* [Exercises]:
**1)** From the text on public transportation access in Dar es Salaam, list every number written in digits.
**2)** Using the text on public transportation access in Dar es Salaam, answer these questions:
(a) What kind of web map was made to visualize the analysis?
(b) Which subwards have the highest proportions of residences within quarter mile zones of public transportation stops?
(c) What is given as the likely explanation for the disparities in transportation access?
**3)** Proceed with the text on public transportation access in Dar es Salaam, picking up right after its last sentence.

## START Article

Leaflet Visualization

To allow for a scalable and interactive visualization of this analysis, I have made a leaflet web map. I have also provided some basic directions on how to publish a web map from qgis in the following blog post.

Discussion

Perhaps the most immediate takeway analysis rather intuitive; the subwards with the highest proportions of residences within quarter mile zones of public transportation stops are those that appear to be situated along the bus routes. The subwards on the fringe of the central region of Dar es Salaam, those further away from the public transportation routes and along the coast, have shockingly low (often under 5%) proximate access to public transportation stops. Yet, some of these subwards are home to as many as 2,500 to 3,500 residential buildings. These disparities in transportation access are likely explained by the inability of urban planners to keep up with the city’s population growth (Mkalawa and Haixiao 2014). A more comprehensive analysis of these trends should explore the spatial patterns of population growth to see if the subward’s with poorer access to public transportation stops are those which have seen the most growth.

## END Article
## START Supplied data

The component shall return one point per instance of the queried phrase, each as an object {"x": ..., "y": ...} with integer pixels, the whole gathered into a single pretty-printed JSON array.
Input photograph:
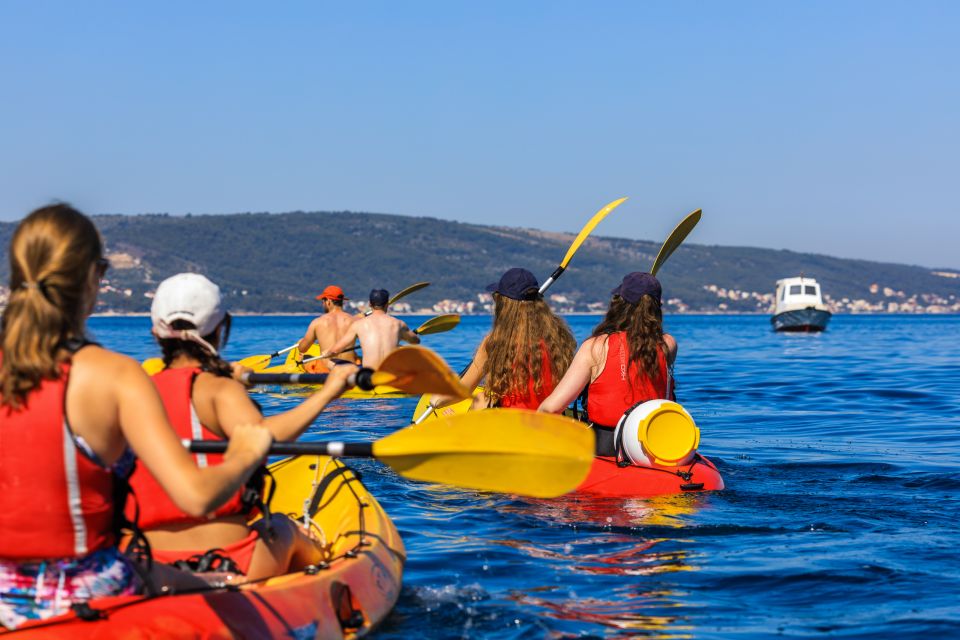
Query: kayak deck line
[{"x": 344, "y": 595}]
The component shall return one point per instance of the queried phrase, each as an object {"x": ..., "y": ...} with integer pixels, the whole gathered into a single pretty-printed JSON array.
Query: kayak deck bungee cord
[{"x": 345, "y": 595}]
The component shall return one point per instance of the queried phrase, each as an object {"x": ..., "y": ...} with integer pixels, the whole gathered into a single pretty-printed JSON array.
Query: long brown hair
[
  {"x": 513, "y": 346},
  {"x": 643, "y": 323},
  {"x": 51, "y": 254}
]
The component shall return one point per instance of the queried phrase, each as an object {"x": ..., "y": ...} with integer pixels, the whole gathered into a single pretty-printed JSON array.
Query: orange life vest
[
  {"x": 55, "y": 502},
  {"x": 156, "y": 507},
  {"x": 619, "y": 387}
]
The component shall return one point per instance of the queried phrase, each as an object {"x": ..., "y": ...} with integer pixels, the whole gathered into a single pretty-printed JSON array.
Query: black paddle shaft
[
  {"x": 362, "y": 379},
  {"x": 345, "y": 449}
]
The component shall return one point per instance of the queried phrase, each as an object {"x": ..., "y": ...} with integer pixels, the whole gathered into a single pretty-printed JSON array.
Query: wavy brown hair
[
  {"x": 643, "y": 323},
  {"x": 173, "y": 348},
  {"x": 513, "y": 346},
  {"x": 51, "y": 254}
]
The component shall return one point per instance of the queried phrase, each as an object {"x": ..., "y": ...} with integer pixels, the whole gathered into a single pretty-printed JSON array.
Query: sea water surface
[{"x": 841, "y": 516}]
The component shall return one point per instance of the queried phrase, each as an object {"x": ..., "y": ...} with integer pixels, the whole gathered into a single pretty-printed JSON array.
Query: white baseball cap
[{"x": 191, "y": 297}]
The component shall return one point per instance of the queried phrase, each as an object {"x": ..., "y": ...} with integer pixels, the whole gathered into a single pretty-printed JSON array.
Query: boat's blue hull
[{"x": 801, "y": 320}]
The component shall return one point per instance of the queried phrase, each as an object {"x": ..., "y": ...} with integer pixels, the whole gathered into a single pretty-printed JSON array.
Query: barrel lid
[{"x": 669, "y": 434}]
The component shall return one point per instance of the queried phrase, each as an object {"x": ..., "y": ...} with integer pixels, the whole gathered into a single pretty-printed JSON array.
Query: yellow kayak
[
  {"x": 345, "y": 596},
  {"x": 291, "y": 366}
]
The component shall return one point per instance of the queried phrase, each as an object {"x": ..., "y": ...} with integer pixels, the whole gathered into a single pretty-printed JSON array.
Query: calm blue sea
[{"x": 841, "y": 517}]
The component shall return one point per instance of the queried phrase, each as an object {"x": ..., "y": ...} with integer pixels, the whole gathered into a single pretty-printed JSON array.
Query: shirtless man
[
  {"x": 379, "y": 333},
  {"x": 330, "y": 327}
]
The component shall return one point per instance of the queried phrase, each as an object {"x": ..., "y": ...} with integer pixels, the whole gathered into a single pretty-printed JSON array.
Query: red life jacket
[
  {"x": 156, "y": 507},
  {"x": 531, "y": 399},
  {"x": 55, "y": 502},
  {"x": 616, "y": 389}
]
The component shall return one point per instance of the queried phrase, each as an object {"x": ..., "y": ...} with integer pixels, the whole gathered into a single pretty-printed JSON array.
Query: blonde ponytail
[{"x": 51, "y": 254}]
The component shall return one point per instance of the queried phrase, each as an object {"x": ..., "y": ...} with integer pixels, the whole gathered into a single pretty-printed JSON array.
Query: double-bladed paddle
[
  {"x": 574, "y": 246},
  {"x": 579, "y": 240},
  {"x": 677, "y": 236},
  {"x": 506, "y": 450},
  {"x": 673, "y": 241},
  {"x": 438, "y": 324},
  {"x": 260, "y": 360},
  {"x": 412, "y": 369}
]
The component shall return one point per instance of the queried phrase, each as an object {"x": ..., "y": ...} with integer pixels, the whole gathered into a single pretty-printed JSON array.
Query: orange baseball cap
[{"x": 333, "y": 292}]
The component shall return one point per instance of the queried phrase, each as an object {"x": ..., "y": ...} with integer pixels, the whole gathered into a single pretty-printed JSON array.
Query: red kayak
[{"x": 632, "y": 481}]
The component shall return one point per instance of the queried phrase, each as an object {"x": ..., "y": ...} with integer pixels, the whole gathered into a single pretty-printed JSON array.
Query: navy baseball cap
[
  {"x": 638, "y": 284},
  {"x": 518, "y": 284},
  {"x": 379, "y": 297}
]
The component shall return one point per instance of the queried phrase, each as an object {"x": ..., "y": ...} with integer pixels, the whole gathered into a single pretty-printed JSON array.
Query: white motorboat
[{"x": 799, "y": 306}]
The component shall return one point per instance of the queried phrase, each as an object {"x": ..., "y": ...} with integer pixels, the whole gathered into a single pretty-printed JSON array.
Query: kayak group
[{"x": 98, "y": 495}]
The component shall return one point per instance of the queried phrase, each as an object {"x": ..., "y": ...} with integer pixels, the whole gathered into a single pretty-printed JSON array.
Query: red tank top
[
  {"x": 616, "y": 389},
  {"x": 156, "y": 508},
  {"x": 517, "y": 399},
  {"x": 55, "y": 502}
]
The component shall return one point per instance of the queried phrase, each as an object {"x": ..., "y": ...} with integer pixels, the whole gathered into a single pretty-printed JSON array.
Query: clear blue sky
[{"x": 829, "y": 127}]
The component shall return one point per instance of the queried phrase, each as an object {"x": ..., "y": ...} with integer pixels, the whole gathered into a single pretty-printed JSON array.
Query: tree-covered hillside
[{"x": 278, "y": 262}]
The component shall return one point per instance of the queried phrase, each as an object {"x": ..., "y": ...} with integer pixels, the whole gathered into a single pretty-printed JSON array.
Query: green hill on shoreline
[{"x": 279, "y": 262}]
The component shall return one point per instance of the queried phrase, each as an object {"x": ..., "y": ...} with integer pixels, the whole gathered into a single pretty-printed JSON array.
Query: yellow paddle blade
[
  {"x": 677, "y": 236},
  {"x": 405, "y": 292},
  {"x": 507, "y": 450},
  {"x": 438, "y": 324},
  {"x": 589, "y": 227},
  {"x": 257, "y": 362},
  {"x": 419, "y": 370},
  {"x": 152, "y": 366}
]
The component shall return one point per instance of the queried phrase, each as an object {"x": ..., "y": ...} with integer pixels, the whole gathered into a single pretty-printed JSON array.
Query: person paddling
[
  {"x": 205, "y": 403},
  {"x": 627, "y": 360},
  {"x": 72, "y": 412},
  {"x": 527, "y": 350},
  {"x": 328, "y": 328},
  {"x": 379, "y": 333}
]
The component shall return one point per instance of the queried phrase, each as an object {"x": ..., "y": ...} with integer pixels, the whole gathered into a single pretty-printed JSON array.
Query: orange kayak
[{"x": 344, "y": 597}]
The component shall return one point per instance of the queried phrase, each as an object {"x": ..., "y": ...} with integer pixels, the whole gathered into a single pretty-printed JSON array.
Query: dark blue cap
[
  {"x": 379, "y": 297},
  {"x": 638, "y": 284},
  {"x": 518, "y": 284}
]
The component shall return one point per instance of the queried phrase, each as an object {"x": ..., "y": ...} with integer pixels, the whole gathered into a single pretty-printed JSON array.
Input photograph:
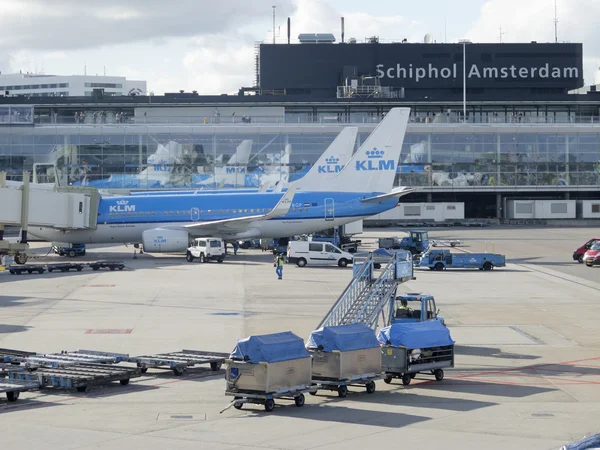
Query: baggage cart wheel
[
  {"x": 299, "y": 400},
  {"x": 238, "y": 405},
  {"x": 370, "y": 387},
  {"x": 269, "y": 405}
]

## END Supplied data
## START Supplied data

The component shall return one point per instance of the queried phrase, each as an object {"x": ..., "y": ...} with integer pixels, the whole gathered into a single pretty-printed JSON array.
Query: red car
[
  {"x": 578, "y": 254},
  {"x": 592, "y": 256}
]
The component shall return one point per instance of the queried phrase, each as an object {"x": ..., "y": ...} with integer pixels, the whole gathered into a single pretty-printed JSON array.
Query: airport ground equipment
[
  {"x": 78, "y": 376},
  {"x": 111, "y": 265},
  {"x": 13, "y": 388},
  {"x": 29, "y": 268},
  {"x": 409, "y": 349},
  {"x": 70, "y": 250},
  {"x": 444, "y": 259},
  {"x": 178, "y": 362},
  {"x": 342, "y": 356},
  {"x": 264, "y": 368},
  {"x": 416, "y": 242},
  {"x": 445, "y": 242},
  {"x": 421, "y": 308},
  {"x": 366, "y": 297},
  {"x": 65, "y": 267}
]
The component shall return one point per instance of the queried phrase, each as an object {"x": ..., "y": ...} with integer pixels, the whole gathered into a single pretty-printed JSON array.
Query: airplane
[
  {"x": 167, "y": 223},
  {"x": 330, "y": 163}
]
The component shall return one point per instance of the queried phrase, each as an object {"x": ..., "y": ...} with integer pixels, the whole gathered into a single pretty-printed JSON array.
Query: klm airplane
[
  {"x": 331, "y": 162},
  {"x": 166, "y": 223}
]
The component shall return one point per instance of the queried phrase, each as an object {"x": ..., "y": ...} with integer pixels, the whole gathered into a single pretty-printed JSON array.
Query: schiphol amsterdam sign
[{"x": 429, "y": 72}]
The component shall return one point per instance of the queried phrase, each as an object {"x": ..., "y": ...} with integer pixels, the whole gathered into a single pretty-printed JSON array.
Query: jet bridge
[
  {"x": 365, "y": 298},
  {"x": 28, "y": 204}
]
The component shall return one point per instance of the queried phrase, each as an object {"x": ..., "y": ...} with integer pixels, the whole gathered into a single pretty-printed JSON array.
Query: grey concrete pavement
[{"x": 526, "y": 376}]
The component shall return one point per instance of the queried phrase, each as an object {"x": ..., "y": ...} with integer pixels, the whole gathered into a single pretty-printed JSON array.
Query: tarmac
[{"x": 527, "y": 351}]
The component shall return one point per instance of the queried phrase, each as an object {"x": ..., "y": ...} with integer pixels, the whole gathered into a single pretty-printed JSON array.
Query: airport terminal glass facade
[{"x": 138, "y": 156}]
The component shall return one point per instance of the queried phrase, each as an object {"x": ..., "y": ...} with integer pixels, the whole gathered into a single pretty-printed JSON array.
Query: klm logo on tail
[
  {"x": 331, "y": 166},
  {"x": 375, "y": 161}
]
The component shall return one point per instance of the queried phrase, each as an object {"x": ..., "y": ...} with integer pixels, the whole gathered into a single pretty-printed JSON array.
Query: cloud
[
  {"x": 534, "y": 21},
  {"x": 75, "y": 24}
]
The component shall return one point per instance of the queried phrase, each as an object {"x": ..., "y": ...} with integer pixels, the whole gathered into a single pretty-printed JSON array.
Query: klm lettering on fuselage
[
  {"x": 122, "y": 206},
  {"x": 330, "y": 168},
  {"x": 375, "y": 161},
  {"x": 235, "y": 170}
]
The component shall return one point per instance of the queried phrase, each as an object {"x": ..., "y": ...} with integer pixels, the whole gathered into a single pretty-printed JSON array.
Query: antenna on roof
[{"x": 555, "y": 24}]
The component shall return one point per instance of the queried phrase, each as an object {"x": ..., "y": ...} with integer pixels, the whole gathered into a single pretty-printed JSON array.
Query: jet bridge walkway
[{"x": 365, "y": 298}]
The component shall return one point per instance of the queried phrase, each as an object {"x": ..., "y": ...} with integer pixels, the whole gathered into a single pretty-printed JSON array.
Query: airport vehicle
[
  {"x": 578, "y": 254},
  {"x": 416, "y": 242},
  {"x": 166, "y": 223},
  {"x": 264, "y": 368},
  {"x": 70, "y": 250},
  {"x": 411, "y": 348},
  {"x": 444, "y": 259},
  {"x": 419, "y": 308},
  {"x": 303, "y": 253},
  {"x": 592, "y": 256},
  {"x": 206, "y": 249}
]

## END Supplied data
## START Supplied data

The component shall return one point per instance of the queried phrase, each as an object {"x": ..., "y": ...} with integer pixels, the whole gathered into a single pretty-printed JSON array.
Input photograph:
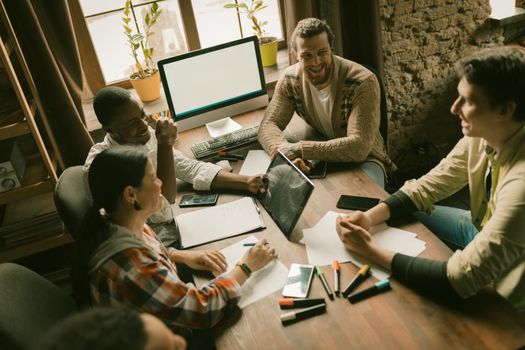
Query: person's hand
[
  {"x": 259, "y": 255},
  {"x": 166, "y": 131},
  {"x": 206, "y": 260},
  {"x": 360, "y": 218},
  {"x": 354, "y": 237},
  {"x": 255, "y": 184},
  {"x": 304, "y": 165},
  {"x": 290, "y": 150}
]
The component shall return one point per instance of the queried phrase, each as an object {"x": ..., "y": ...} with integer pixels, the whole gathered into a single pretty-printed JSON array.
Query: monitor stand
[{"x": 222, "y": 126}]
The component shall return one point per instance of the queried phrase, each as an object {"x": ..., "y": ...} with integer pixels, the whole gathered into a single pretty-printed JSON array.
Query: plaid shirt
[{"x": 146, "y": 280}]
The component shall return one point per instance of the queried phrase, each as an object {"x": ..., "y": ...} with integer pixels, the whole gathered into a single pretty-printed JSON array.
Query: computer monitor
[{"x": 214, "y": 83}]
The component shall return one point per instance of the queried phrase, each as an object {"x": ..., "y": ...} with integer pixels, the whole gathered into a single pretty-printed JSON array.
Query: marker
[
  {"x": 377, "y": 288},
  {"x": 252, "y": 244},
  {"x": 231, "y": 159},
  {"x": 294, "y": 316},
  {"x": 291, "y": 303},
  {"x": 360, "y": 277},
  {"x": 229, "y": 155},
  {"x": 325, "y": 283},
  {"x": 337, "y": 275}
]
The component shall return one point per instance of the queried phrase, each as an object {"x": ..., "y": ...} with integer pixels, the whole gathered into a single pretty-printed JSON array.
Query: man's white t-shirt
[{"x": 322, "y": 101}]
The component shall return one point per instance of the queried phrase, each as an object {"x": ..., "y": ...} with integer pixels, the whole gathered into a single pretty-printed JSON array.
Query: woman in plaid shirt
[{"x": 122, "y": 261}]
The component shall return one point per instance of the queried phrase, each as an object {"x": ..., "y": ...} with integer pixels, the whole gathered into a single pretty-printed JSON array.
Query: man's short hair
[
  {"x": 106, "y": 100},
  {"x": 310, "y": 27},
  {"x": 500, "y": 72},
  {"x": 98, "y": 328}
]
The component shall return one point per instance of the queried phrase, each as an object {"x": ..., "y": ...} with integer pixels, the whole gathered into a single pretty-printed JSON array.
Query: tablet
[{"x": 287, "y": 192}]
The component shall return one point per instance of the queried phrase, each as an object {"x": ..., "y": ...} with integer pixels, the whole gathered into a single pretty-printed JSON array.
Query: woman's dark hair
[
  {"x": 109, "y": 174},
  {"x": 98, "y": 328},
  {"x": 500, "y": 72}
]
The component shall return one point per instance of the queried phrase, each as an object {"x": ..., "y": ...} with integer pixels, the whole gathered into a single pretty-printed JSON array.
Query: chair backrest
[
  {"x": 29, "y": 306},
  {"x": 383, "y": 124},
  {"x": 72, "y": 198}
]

## END Supplied data

* [Results for the exercise]:
**1)** 5%, 2,500, 3,500, 2014

**2)**
(a) A leaflet web map.
(b) Those that appear to be situated along the bus routes.
(c) The inability of urban planners to keep up with the city's population growth.

**3)**
Another important aspect that should be considered when understandingt his analysis is the source of the data and acknowledge both the impressive depth at which it highlights certain portions of Dar es Salaam and simultaneously a lack of breadth in which much of the city’s outskirts are left out of this analysis. It is clear from the maps that the concentration of reliable data in the city’s center. While it is likely that there is greater population density in the center of the city Mkalawa and Haixiao 2014), it is clear that the data collection efforts of Ramani Huria, as comprehensive as they are, have remained within the more central location of the city. While it is valuable to have free access to an impressively detailed set of data, we should recognize this data as a work in progress and not a final and static representation of the city. Often times the quality of data can be taken for granted or simply assumed (Schuurman 2008). I do not mean to imply that Ramani Huria has done a poor job with their data collection but instead highlight the aspects of the data that are not shown in the maps produced by this workflow. Because the scale of this project is massive, there are some inconsitencies (such as a variation in the attributes and tags attached to building shapefiles or the issue of buildings being counted twice) that should be acknowledged so that we are honest in the (in)accuracies of our representations. Thus, even when using institutionally-derived data, it is important to interrogate the methodologies of the data collection and be transparent about its limitations.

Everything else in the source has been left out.